— start Recorded information —

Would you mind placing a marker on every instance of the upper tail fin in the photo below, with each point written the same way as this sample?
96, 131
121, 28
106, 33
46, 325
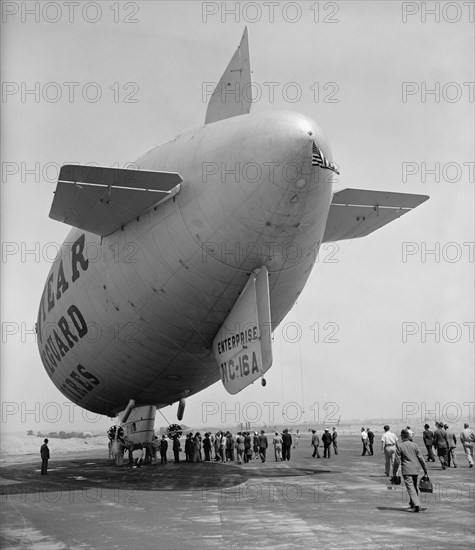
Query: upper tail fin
233, 94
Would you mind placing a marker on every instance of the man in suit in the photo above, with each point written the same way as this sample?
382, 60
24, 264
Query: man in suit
452, 440
467, 438
327, 441
44, 452
442, 444
163, 450
286, 444
428, 437
315, 444
364, 440
409, 456
370, 440
263, 444
334, 439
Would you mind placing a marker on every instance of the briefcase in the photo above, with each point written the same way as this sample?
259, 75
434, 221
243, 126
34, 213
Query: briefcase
425, 485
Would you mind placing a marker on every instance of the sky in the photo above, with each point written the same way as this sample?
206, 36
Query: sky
385, 325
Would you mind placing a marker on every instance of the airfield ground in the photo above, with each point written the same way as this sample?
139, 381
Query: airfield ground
344, 502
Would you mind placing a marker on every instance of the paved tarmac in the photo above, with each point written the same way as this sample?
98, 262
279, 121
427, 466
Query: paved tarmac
344, 502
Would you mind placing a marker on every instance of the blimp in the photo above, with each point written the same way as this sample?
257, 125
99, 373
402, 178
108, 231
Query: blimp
177, 270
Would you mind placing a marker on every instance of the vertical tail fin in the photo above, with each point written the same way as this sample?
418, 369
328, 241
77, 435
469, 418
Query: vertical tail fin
233, 94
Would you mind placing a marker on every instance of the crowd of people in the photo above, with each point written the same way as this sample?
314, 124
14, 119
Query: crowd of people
404, 458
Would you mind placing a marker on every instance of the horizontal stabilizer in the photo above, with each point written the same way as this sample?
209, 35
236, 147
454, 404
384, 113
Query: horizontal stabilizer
102, 200
233, 93
356, 213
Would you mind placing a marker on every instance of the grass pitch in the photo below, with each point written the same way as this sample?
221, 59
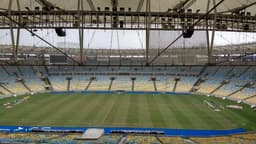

— end Recorded information —

Give back the records above line for line, unchanged, with the pictures left out.

Problem solution ▸
Would you mind placing a marker on every instance of the upper tail fin in the photo below, with each point written the same way as this sample?
96, 131
121, 28
106, 33
46, 325
Query: upper tail fin
233, 94
Would you mind placing a marker on every instance of the man in suit in the photo above, with each point written the same way as this sample?
382, 60
24, 264
Query: man in suit
452, 440
467, 438
327, 441
44, 452
442, 444
163, 450
286, 444
428, 437
315, 444
364, 440
409, 456
370, 440
263, 444
334, 439
Would you mind placing a marker on every instance of the briefcase in the photo above, with each point written the same way as this sample?
259, 75
434, 221
243, 126
34, 213
Query: briefcase
425, 485
Would you mind placing a marker on every instance of the sky in the photo above, with each point written the same way as this sample?
206, 36
Query: sky
385, 325
Would you mind placing a marker on every instance of the airfield ground in the photo above, with each point written the same way as this sample?
139, 381
Query: airfield ground
344, 502
Would you mind placing a marker on every instance of the paved tarmac in the photo above, with each point written the same way as this sample?
98, 262
279, 121
427, 466
Query: paved tarmac
344, 502
Would you mind placing a marker on every instance of the blimp in the photo above, with each point written the same way as this sample?
257, 125
99, 373
402, 178
108, 231
Query: blimp
177, 270
Would you mind placing a marker on every instance of the vertical tail fin in the photo above, with each point written the same way as this sample?
418, 369
328, 241
77, 435
469, 418
Query: vertical tail fin
233, 94
Would you mind placing a marker on every instance of the crowd of people in the photo above, with each point written the same way as this sample?
314, 124
14, 119
Query: crowd of people
404, 458
Would you mind placing a marker on every instance of the horizontal stabilizer in the photo above, with each point written the same way as this sample?
209, 35
236, 147
454, 404
384, 113
Query: horizontal stabilizer
102, 200
233, 93
356, 213
Would you mind placing a marker on every instance of the grass pitch in the photo below, with each point written the same way as this sample?
221, 59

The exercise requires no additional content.